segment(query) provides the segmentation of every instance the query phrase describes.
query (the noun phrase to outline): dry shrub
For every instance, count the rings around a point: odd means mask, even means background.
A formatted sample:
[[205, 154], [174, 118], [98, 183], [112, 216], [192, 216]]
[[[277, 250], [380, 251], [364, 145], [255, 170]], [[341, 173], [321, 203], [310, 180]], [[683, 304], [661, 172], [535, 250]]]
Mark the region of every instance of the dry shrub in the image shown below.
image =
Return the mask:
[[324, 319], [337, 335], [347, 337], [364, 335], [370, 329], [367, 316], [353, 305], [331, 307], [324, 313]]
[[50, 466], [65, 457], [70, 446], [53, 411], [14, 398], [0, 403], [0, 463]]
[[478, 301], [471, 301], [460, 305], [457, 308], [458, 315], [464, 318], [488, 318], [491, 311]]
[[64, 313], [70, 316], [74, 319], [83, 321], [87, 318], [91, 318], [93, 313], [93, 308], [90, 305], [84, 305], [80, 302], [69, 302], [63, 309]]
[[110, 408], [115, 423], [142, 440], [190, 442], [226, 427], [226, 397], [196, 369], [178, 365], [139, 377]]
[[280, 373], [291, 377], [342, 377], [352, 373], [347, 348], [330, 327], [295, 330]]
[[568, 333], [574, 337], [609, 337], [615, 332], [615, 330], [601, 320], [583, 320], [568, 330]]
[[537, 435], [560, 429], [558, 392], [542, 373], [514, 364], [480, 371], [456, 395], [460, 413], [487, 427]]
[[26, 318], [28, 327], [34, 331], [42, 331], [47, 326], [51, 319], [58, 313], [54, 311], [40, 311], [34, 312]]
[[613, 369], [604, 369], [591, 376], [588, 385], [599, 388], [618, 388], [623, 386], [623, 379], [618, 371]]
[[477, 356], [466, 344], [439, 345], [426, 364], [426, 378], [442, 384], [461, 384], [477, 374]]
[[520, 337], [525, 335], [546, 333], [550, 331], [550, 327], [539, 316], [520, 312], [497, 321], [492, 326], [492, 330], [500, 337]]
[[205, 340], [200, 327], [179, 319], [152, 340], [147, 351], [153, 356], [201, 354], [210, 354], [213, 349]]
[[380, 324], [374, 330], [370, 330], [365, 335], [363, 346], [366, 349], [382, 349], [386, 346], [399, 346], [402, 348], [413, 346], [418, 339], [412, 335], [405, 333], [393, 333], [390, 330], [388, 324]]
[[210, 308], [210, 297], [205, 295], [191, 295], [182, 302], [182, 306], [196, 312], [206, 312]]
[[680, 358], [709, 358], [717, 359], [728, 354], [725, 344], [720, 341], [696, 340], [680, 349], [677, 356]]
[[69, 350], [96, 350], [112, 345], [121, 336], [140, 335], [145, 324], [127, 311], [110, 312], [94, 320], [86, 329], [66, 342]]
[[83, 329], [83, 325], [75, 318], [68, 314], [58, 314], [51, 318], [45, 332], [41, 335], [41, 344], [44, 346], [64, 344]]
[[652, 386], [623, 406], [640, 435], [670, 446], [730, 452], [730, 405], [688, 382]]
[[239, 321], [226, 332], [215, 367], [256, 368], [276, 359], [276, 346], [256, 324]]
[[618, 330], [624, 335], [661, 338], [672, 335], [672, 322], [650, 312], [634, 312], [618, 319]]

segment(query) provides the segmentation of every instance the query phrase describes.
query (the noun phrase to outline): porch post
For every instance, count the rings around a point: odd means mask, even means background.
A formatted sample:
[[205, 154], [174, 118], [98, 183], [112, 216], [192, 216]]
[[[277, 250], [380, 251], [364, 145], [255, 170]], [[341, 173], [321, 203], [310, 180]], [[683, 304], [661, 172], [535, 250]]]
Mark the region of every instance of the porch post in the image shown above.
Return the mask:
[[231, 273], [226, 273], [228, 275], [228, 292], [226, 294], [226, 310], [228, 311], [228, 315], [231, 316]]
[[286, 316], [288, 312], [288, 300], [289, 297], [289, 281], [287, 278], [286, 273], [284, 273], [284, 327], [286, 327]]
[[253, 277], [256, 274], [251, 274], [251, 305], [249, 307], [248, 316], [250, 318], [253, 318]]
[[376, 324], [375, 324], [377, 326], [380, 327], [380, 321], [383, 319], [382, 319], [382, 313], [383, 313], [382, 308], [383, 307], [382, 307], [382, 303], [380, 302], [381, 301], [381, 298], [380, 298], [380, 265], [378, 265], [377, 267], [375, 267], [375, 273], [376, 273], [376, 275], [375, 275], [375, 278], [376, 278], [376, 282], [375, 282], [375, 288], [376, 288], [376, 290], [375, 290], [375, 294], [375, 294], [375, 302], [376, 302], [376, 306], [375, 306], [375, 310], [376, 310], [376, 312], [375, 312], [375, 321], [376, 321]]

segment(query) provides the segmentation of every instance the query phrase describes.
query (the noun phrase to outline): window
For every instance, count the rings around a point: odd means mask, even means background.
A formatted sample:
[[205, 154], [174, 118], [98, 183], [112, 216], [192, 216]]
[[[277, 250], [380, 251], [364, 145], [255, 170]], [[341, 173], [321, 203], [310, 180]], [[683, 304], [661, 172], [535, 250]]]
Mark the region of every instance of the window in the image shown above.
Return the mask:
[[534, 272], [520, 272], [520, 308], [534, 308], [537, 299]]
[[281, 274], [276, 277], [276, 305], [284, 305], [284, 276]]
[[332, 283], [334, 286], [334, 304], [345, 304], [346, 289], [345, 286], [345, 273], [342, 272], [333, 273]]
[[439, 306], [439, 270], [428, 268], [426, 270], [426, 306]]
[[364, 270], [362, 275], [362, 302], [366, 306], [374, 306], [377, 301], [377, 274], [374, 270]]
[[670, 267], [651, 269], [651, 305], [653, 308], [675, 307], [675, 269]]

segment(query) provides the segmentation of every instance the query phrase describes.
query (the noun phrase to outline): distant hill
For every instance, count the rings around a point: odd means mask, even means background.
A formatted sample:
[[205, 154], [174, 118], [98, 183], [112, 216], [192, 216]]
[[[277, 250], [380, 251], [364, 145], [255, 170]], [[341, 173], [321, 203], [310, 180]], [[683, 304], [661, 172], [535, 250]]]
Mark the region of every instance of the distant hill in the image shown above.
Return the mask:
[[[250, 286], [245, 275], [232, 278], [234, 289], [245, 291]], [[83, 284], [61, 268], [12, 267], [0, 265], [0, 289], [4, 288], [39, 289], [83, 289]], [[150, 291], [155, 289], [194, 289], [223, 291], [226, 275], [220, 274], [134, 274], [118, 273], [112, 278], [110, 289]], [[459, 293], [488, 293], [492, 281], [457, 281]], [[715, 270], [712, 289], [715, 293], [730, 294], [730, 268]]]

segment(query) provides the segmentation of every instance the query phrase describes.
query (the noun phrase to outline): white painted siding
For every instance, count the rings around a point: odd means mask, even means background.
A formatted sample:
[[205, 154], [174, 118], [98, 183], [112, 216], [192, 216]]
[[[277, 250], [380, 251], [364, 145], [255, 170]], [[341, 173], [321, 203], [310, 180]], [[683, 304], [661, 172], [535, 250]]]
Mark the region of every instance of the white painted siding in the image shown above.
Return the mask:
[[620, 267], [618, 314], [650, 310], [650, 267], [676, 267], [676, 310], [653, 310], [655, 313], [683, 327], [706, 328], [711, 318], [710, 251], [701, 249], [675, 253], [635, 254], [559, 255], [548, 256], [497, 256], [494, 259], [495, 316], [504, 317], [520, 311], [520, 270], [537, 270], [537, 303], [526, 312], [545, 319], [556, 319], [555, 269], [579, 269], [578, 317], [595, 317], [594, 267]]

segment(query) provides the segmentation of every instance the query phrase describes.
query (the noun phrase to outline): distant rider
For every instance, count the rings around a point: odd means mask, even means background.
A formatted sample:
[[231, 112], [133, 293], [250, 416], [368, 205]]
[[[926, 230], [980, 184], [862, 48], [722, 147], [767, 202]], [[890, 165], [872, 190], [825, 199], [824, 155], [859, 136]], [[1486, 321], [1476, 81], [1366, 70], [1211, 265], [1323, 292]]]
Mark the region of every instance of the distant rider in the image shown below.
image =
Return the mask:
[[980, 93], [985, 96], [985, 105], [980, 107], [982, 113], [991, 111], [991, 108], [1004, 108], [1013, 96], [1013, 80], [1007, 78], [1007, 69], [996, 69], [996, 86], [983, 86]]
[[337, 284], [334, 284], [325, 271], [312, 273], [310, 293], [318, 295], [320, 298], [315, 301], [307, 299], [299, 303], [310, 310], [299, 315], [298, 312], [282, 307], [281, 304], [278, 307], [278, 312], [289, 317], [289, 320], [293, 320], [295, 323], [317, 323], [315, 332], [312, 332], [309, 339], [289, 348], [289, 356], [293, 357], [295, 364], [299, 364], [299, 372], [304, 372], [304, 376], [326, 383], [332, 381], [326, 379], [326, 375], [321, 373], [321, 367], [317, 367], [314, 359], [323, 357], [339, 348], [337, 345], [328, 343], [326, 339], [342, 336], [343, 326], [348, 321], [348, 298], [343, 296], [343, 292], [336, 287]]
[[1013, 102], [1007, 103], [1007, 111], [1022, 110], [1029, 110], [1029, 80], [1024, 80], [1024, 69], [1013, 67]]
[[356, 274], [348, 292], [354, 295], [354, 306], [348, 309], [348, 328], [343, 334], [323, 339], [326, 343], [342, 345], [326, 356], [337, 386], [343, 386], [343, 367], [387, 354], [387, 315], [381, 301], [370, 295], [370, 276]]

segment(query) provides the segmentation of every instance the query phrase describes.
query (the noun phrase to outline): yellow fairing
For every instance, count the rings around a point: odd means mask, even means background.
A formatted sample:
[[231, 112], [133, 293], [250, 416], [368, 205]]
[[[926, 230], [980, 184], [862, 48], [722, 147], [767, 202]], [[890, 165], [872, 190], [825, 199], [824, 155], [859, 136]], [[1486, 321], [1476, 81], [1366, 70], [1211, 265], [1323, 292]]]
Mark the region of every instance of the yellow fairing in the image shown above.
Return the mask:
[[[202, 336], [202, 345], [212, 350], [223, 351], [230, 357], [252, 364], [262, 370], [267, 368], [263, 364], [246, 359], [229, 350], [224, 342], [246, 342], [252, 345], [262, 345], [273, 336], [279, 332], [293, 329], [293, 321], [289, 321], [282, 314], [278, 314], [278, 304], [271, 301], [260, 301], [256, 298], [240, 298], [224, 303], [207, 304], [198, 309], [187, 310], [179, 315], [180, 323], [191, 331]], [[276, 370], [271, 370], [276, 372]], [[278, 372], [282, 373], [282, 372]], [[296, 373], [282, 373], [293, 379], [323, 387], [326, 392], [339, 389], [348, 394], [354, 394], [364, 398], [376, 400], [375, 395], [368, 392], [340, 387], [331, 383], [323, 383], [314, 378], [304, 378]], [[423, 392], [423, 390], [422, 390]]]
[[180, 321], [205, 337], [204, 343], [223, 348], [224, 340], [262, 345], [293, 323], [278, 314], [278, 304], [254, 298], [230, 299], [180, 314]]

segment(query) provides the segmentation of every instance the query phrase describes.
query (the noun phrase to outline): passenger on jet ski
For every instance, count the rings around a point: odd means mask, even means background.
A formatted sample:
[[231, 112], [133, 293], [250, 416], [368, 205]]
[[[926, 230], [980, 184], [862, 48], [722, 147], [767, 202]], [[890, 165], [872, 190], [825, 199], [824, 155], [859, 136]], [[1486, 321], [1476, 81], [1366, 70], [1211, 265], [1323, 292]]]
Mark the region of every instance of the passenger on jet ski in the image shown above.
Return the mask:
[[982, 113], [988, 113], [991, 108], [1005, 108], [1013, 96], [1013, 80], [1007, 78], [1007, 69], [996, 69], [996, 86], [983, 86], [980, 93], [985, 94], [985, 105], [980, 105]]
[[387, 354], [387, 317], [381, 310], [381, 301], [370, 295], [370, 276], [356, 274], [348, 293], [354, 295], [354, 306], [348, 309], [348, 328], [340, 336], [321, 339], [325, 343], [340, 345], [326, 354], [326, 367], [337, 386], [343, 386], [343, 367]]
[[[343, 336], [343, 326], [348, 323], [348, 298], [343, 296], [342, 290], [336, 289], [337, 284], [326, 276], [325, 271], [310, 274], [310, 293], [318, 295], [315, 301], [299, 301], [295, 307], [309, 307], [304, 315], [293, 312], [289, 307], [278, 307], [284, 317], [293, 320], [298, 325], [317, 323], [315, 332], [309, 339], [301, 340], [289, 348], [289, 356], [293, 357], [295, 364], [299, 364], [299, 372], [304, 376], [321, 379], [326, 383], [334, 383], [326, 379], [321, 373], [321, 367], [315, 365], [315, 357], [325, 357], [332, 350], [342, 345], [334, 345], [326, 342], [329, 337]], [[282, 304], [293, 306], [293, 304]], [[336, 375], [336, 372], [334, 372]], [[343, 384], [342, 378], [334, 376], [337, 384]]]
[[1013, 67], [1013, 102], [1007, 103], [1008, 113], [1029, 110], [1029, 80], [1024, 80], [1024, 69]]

===============

INSTRUCTIONS TO FOLLOW ▸ Put the rows from the very first one up to and including the one containing "327], [295, 330]]" into a numbered list, leaving out any blank lines.

ANSWER FOR THE TASK ▸
1. segment(query) provides the segmentation of every instance the query phrase describes.
2. query (the noun phrase to outline): dry shrub
3. For every instance, count the rings around a point: odd means mask, even means background.
4. A formatted sample:
5. [[205, 154], [174, 118], [98, 183], [112, 216], [192, 216]]
6. [[[277, 250], [380, 251], [364, 145], [255, 170]], [[341, 173], [321, 203], [310, 180]], [[683, 304], [661, 172], [535, 250]]]
7. Mark the region of every instance of the dry shrub in the image shown below.
8. image =
9. Return the mask:
10. [[324, 319], [337, 335], [347, 337], [364, 335], [370, 329], [367, 316], [353, 305], [331, 307], [324, 313]]
11. [[50, 466], [65, 457], [70, 446], [53, 411], [14, 398], [0, 403], [0, 463]]
12. [[478, 301], [471, 301], [460, 305], [457, 308], [458, 315], [464, 318], [488, 318], [491, 311]]
13. [[64, 313], [70, 316], [74, 319], [83, 321], [87, 318], [91, 318], [93, 313], [93, 308], [90, 305], [84, 305], [80, 302], [69, 302], [63, 309]]
14. [[110, 408], [115, 423], [142, 440], [190, 442], [226, 427], [226, 397], [196, 369], [178, 365], [139, 377]]
15. [[280, 373], [291, 377], [342, 377], [352, 373], [347, 348], [330, 327], [295, 330]]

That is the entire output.